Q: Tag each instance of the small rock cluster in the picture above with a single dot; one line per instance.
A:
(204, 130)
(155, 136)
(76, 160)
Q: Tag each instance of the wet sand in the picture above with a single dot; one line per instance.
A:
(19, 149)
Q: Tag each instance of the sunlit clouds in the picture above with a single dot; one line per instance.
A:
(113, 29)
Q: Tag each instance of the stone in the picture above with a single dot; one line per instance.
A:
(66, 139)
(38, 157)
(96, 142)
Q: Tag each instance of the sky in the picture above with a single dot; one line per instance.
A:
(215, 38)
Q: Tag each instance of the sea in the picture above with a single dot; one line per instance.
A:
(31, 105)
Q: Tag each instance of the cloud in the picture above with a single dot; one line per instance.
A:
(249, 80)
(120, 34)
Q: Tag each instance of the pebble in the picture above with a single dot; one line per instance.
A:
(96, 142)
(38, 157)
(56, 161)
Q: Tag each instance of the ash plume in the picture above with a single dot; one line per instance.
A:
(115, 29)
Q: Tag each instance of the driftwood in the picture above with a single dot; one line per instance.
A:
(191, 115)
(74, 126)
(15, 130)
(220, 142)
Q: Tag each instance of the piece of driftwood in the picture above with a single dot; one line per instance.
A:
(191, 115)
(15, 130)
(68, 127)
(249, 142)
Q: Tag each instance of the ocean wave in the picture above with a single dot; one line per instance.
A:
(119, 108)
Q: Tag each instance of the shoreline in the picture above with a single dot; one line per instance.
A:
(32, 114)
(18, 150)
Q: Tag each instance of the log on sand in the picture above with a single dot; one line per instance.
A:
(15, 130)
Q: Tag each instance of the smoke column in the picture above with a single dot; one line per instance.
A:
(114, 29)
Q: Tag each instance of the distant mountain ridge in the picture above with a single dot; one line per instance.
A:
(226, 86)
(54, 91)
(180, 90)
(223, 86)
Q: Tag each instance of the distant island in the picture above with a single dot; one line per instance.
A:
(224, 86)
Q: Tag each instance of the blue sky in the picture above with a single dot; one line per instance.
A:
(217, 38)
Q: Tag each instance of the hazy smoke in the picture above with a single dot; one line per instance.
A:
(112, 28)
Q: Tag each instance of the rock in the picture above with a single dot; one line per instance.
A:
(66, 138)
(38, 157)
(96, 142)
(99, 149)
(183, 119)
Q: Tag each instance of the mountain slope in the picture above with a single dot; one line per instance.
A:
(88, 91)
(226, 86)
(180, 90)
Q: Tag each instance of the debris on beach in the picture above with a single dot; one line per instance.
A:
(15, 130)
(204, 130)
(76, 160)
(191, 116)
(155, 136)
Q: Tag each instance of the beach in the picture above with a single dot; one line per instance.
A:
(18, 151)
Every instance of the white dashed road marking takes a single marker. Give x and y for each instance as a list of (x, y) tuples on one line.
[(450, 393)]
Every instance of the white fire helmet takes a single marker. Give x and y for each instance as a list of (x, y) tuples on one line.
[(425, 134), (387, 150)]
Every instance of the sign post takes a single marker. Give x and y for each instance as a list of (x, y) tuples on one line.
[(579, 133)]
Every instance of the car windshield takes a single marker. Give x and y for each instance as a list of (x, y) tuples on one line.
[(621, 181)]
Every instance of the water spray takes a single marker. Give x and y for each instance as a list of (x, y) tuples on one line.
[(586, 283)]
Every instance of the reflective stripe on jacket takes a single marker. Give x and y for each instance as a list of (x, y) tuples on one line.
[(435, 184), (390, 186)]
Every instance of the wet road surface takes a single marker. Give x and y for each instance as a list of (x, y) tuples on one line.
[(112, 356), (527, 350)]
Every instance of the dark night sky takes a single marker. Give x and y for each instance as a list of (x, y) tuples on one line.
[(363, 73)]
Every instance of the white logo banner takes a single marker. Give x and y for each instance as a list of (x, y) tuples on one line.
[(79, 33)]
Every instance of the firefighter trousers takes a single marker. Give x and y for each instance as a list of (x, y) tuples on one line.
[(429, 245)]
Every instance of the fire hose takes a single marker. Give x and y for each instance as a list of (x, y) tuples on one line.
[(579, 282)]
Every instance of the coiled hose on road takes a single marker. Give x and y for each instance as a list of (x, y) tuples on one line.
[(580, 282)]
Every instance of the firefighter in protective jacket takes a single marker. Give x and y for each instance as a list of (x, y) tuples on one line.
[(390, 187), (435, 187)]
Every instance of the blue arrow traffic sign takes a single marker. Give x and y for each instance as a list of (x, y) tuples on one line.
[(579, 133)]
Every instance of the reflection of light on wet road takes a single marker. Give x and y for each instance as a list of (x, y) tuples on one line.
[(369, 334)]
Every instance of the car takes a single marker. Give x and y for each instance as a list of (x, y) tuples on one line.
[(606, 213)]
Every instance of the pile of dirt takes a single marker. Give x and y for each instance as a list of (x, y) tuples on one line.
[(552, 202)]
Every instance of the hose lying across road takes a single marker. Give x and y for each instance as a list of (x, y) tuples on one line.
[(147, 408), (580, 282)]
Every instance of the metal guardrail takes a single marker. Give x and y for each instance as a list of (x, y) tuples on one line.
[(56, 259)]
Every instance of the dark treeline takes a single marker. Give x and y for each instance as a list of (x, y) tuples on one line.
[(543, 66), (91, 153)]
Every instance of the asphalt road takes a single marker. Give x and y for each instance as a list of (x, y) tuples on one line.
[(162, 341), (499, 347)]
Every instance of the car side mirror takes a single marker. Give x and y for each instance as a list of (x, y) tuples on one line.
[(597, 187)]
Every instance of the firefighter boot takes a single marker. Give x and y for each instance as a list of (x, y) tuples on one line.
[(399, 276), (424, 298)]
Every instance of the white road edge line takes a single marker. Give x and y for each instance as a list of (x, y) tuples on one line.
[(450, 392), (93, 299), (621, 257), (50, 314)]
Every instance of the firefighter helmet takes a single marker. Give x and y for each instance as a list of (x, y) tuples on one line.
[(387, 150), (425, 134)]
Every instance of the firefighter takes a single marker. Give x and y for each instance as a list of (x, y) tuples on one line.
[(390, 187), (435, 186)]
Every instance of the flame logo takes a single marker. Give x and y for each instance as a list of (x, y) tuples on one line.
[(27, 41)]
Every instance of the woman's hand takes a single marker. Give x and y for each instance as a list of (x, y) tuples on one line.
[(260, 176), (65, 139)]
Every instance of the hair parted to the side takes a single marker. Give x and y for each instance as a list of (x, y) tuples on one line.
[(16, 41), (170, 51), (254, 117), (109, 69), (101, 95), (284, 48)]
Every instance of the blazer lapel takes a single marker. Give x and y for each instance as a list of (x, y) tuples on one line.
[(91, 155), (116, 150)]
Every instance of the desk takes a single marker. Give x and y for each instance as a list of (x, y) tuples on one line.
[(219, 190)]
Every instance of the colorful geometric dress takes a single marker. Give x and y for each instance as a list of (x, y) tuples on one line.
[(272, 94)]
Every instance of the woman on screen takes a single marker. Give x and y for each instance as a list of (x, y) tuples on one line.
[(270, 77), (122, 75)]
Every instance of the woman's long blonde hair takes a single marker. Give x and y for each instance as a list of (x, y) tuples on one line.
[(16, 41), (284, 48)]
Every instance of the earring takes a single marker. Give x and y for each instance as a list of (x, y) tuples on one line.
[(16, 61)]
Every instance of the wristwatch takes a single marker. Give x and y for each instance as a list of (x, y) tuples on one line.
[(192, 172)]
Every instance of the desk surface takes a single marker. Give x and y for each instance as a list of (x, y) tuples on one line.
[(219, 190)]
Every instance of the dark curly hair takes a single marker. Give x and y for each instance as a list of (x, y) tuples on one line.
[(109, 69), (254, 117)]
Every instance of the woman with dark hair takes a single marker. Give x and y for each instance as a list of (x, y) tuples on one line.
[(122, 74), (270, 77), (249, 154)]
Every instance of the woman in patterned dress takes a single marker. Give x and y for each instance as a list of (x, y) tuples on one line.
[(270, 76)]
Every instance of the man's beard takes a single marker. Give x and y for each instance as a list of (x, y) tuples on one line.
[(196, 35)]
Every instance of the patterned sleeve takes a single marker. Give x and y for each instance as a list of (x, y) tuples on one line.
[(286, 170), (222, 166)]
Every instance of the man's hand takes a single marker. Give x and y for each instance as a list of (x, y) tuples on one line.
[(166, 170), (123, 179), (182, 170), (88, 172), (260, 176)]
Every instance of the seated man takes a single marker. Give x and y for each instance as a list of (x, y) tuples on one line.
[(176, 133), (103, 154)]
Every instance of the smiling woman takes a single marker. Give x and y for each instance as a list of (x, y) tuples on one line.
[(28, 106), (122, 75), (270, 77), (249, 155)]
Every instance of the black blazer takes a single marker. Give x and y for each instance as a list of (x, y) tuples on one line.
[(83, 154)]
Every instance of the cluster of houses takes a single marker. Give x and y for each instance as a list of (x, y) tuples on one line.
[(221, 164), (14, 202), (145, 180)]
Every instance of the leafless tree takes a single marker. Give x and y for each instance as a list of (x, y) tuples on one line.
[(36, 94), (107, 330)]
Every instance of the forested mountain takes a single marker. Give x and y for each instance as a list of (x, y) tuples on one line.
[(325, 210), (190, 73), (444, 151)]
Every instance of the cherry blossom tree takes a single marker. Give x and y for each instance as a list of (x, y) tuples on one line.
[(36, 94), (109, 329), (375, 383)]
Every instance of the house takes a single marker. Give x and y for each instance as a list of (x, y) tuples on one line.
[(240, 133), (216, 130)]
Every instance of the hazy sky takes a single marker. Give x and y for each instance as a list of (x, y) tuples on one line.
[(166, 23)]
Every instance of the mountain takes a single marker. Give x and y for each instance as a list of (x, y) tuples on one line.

________

- **Action item**:
Only lines that contain the string "rock" count; pick each one out of the records and copy it.

- **Result of the task**:
Q: Tag each instance of the small rock cluster in the picture above with a single dot; one line per instance.
Q: Tag each instance of the rock in the picture above with a single dot; one line per instance.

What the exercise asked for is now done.